DESCRIPTION OF THE TASK:
Only the lines from the top of the data through the line containing "# one point per instance in the form pixel 58" should be duplicated, exactly as they appear.

##### AVAILABLE DATA #####

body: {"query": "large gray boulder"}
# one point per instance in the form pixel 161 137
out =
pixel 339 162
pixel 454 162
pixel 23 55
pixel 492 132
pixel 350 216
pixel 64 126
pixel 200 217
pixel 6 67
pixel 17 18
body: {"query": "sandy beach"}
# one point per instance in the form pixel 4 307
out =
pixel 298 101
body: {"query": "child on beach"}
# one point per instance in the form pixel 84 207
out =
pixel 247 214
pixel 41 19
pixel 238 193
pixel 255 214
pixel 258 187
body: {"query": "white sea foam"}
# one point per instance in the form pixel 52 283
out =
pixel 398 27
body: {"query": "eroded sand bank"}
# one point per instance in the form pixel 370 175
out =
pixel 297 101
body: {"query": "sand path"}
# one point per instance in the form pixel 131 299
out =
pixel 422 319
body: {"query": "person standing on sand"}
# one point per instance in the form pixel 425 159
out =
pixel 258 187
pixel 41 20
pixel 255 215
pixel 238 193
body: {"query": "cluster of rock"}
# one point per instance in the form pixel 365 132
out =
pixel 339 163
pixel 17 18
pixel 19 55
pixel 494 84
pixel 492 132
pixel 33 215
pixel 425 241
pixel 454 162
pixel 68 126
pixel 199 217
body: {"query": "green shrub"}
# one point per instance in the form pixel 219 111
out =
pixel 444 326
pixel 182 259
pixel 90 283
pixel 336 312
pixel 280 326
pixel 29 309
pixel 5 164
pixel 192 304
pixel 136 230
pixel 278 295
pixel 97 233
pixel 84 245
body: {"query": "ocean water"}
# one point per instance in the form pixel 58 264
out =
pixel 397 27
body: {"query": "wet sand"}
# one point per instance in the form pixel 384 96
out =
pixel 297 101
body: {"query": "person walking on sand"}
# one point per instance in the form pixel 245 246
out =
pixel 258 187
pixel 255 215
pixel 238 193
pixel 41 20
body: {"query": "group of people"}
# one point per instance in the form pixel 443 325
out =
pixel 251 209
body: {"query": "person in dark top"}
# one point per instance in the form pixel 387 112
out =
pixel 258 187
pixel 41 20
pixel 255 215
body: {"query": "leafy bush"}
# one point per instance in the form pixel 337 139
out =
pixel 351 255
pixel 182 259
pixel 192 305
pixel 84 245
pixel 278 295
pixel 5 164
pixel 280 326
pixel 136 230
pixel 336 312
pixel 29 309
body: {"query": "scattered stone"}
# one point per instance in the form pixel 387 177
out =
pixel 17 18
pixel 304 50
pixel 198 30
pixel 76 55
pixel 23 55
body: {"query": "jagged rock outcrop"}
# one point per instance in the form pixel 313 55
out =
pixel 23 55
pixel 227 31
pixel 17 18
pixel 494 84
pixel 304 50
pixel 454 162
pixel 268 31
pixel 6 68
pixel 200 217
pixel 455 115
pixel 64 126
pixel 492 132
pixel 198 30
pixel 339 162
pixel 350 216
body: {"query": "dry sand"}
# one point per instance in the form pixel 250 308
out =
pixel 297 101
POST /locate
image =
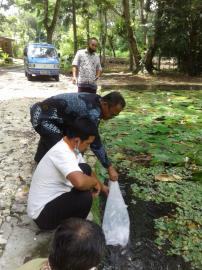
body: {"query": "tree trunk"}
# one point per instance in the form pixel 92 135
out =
pixel 50 28
pixel 154 46
pixel 74 26
pixel 143 19
pixel 131 38
pixel 103 34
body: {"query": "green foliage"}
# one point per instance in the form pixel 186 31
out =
pixel 185 44
pixel 159 133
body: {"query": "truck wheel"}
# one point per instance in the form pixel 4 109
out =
pixel 29 77
pixel 57 78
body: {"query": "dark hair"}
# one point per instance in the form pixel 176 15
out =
pixel 114 98
pixel 91 39
pixel 81 127
pixel 78 244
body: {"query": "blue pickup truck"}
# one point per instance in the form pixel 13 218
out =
pixel 41 59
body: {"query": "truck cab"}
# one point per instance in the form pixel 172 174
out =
pixel 41 59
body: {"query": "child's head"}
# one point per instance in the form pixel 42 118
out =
pixel 78 244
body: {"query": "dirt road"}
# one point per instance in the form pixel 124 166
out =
pixel 18 141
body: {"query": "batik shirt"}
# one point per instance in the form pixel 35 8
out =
pixel 87 64
pixel 49 117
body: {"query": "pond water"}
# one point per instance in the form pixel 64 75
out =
pixel 141 252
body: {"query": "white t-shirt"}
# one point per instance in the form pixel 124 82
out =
pixel 49 179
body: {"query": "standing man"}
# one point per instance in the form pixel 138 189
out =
pixel 87 68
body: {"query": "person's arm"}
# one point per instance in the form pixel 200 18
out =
pixel 98 69
pixel 74 74
pixel 99 150
pixel 75 64
pixel 98 74
pixel 82 181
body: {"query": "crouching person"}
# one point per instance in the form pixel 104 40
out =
pixel 77 245
pixel 63 185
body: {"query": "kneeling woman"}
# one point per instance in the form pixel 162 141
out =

#####

OUTPUT:
body: {"query": "large gray boulder"}
# one point per instance in the form pixel 161 137
out =
pixel 339 162
pixel 454 162
pixel 23 55
pixel 492 132
pixel 350 216
pixel 64 126
pixel 200 217
pixel 6 67
pixel 17 18
body: {"query": "sandy beach"}
# one point per instance in the form pixel 4 307
out =
pixel 298 101
body: {"query": "child on beach"}
# one point per instance in the form pixel 84 207
out =
pixel 247 214
pixel 41 19
pixel 238 193
pixel 255 214
pixel 258 187
body: {"query": "white sea foam"}
# one point per instance in the form pixel 52 283
out =
pixel 398 27
body: {"query": "eroded sand bank"}
# one point per instance in the form pixel 370 175
out =
pixel 297 101
body: {"query": "sand path"}
# one point per instance in the form pixel 131 299
out =
pixel 422 319
body: {"query": "person standing on sand"}
# one point per instance in the form pixel 425 159
out =
pixel 258 187
pixel 41 20
pixel 255 215
pixel 238 193
body: {"query": "cluster of rock"}
# one point per instance in the form pixel 365 132
out =
pixel 339 163
pixel 17 18
pixel 19 55
pixel 494 84
pixel 492 132
pixel 33 215
pixel 425 241
pixel 454 162
pixel 68 126
pixel 199 217
body: {"query": "green shrub"}
# one point per instance in the form pixel 219 111
out =
pixel 444 326
pixel 182 259
pixel 90 283
pixel 336 312
pixel 280 326
pixel 29 309
pixel 5 164
pixel 192 304
pixel 136 230
pixel 278 295
pixel 97 233
pixel 84 245
body: {"query": "ocean water"}
# one point per instance in the form pixel 58 264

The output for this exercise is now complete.